■ **Complete the following**:
1. In the article about the Conservative conference and welfare reform, what did Iain Duncan Smith say a future Conservative government would do to the benefit cap?
2. Carry on the article about the Conservative conference and welfare reform from its final sentence.

■ **Passage**:
***
Conservative ministers and MPs have attempted to persuade visitors to their annual conference that the party’s sweeping welfare reforms are helping to support disabled people back into work.
Welfare reform minister Lord [David] Freud even bragged at one fringe event that his party now “owned” welfare as an issue – reclaiming it from Labour – because of the success of its reforms.
Iain Duncan Smith, the work and pensions secretary, told the conference in his keynote speech that the effect of his reforms had been “transformative” in helping people “overcome the barriers holding them back and start a job”.
He claimed that the benefit cap and the use of benefit sanctions had ended the “something for nothing culture”, while a future Conservative government would lower the cap, “ensuring people cannot opt for a life on welfare and receive more in benefits than hardworking families”.
He spoke of disabled people “stuck” on sickness and disability benefits for years under the Labour government, as “welfare bills spiralled out of control” and people were “trapped in dependency”.
And he announced that he would be piloting electronic cards that would allow claimants with drug or alcohol addictions or problem debts to use their benefits to pay only for certain goods.
But Conservative ministers and MPs repeatedly faced accusations at fringe events during the week that the party’s policies were not working as well as Duncan Smith claimed.
Gary Bourlet, co-development lead for People First England (PFE), told Lord Freud that the Work Programme had failed him when he was looking for work.
Bourlet was told he would be sanctioned if he did not fill in the correct job-searching forms, but Jobcentre Plus officials refused to help him, even though he has trouble with paperwork.
Kaliya Franklin, Bourlet’s co-development lead at PFE, told Lord Freud: “It shouldn’t be a radical suggestion that you come to the experts – disabled people – and ask us what we want and what we need to get into the workplace.”
Franklin said a similar discussion had taken place in front of an almost identical panel – and possibly in the same Birmingham hotel meeting room – at the 2012 Tory party conference.
She said: “We are near the end of the government and we still have not had that conversation [about what support disabled people need].”
***
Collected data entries
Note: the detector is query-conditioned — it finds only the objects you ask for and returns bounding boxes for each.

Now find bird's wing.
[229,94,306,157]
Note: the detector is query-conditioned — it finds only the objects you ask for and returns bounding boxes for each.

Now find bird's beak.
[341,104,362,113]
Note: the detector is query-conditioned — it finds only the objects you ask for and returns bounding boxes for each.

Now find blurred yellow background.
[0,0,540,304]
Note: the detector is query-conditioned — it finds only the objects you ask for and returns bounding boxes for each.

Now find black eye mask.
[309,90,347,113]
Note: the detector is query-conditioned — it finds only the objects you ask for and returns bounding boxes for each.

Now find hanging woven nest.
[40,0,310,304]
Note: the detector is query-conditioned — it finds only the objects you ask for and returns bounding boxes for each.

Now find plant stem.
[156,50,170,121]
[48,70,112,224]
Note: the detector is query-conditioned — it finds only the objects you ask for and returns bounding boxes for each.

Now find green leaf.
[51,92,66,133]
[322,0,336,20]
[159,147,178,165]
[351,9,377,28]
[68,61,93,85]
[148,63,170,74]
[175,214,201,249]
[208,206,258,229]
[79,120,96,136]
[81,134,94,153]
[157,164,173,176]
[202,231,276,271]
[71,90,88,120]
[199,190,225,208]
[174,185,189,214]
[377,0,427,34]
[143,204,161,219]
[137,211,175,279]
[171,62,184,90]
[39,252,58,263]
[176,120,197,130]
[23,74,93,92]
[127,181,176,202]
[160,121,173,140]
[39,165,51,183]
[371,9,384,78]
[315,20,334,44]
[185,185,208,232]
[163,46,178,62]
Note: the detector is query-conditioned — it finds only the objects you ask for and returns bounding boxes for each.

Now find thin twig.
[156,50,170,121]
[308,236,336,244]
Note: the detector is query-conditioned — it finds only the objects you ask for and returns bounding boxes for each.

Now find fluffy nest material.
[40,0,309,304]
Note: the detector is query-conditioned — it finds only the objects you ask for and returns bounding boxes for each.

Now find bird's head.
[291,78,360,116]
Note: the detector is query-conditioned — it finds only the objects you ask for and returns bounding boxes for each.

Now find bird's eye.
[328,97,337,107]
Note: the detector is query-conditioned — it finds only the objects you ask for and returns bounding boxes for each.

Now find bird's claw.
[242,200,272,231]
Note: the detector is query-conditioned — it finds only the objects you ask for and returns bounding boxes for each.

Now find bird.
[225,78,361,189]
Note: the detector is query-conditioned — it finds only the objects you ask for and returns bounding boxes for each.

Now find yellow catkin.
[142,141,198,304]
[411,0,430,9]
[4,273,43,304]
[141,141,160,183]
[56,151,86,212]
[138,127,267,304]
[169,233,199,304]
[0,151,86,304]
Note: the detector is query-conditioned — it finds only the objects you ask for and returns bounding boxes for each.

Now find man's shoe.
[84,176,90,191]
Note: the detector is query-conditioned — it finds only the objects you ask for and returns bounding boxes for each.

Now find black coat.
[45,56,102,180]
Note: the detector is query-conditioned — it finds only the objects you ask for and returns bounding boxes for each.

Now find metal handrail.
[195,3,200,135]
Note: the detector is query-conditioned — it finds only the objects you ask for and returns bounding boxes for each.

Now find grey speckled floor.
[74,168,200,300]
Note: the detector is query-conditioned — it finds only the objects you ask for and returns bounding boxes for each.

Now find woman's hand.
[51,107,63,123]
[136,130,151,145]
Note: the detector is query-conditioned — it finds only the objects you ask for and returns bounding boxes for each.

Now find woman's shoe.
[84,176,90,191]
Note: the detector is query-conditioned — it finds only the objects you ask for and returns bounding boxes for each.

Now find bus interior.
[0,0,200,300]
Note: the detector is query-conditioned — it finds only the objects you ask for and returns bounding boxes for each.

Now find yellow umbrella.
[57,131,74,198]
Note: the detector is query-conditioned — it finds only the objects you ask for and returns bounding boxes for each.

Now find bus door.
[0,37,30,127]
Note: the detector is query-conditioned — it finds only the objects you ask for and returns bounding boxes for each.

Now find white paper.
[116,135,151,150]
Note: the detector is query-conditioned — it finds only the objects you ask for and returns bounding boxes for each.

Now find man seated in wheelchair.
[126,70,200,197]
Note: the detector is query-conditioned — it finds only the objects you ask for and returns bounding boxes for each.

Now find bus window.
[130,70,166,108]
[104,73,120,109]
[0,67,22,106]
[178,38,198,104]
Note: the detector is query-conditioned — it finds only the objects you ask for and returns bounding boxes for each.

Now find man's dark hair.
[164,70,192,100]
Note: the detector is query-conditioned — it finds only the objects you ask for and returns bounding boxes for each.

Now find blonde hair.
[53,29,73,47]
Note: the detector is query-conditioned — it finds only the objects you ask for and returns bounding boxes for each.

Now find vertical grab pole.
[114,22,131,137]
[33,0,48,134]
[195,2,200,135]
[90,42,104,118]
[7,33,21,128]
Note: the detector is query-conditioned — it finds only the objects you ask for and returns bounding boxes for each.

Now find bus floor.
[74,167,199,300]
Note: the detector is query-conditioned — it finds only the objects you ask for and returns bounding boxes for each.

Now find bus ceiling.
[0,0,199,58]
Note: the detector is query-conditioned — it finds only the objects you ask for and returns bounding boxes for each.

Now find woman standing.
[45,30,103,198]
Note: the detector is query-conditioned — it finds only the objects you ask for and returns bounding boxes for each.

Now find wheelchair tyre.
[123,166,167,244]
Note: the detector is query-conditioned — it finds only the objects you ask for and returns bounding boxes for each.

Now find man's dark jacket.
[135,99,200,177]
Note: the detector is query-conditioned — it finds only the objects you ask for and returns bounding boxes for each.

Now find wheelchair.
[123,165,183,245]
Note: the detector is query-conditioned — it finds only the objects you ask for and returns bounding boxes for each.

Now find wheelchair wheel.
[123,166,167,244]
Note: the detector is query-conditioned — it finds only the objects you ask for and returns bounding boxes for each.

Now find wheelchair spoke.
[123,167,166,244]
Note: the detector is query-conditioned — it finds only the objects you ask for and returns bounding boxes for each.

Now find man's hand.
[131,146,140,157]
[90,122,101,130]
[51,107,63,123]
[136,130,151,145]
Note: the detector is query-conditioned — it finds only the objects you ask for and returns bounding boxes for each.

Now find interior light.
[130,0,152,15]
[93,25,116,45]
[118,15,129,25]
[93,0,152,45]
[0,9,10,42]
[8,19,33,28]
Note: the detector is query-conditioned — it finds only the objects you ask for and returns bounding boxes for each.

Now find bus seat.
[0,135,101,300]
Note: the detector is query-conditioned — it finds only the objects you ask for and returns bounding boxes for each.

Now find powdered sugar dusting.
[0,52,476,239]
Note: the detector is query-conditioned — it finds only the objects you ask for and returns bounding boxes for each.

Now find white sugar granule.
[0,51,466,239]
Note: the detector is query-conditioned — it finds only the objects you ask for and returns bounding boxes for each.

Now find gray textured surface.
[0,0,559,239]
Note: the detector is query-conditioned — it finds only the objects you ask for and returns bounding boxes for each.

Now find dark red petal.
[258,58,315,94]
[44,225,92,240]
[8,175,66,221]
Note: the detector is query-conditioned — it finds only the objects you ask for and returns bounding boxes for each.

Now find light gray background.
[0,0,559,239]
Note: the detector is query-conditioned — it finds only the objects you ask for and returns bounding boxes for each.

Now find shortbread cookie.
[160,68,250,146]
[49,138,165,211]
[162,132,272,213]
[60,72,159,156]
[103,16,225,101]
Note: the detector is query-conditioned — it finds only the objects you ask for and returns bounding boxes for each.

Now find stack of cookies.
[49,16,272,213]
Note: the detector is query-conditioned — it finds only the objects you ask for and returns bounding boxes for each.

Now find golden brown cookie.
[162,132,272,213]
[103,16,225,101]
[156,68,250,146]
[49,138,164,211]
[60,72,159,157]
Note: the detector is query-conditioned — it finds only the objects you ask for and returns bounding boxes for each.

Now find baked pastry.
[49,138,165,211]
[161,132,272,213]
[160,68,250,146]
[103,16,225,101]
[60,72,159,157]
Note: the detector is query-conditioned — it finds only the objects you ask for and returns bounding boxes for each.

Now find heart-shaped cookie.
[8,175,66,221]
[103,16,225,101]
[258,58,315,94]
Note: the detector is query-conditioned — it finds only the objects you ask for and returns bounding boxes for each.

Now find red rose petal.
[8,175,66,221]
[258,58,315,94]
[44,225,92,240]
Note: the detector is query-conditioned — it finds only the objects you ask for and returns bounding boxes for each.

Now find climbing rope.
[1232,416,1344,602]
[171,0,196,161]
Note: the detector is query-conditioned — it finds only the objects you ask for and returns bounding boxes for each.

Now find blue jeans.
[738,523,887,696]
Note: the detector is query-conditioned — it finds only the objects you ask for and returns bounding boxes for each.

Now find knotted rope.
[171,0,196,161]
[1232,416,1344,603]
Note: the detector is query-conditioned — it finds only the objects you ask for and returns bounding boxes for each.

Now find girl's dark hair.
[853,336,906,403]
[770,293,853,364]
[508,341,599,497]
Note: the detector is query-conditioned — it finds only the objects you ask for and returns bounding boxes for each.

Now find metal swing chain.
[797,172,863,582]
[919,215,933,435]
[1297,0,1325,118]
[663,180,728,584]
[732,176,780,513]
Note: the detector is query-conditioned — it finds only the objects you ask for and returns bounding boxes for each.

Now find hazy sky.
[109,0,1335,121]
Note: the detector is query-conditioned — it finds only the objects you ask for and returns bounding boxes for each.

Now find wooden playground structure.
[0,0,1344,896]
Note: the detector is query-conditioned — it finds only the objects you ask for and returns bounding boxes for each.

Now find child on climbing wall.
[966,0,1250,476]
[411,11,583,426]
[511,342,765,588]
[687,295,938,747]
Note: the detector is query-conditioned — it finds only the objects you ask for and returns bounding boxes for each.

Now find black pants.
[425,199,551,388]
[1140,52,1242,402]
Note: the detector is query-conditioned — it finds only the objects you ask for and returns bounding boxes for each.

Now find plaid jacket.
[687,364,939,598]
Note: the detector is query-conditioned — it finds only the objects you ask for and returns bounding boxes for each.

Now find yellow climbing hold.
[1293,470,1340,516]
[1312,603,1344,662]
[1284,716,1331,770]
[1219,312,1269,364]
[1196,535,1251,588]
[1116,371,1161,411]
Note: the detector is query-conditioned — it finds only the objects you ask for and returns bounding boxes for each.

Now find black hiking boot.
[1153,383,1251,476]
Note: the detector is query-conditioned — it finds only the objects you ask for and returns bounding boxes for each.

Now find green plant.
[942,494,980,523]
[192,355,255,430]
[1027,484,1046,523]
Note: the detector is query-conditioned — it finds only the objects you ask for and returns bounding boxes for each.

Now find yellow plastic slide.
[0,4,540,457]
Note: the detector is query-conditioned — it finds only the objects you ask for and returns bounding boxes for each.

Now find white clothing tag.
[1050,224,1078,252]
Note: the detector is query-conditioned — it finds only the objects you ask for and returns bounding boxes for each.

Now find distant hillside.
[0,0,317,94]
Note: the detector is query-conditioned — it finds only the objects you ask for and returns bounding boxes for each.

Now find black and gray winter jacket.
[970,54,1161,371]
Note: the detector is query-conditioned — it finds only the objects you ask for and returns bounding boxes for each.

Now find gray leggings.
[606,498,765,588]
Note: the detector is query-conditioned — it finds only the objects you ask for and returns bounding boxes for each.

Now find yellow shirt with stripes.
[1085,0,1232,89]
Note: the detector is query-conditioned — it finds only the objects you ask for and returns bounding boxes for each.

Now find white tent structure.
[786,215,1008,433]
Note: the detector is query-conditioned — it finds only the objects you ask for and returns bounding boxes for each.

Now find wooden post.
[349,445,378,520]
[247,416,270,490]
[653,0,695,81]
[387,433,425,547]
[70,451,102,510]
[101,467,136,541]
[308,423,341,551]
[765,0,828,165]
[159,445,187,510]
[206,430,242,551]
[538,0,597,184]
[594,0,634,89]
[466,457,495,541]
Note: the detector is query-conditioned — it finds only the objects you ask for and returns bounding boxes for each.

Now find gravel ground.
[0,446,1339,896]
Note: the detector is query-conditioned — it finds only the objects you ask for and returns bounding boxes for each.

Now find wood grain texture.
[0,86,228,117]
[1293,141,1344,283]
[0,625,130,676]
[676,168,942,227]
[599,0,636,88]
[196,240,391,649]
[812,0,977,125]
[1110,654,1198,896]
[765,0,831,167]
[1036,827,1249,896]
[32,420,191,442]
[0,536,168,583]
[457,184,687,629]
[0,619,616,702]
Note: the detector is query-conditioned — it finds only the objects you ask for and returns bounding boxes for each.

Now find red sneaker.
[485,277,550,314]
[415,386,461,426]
***
■ **The responses**:
1. Lower it.

2.
Mark Harper, the new minister for disabled people, told a fringe meeting organised by Scope and the Centre for Social Justice, that the only way to make a significant difference to the gap between the employment rate for disabled and non-disabled people was to address the “shockingly low” proportion of people with mental health conditions and learning difficulties in work.
Harper also stressed the importance of social care, disability living allowance [and its working-age replacement, personal independence payment (PIP)] and the NHS in supporting disabled people to find and keep jobs.
He said the government was “not asking employers to be charitable and employ disabled people because they feel sorry for them and it is the right thing to do”, but because “evidence says if you employ disabled people they will be more committed to your business, they will take less days off sick than non-disabled people and they will be some of your best employees”.
Harper said he was attracted to the idea of providing more personalised employment support for disabled people, bringing their Access to Work (AtW), PIP and social care funding together into a personal budget, and then giving them control over how that was spent.
But Richard Hawkes, chief executive of the disability charity Scope, said the UK had a lower employment rate for disabled people than the EU average, while 220,000 more working-age disabled people left work and moved into unemployment or “economic inactivity” in 2012-13 than moved into work.
He said: “Disabled job-seekers need better support if they are going to be able to find work and stay in work.
“We can’t claim the country is in a better place if the employment gap remains as wide as it is.”
Michael Oglesby, chairman of property company Bruntwood, said that employment of disabled people was still seen as “charity”.
He said: “We do it because we feel good about it, not for commercial reasons. I think that is the case for most companies. Somehow we have to move the agenda.”
He said employers would need advice and support if they were going to employ more disabled people.
Bourlet told Harper that his AtW support had been cut from 18 hours per week to 12, while his fellow-self-advocate Shaun Webster, from the user-led organisation CHANGE, said his support had been cut from eight hours to six.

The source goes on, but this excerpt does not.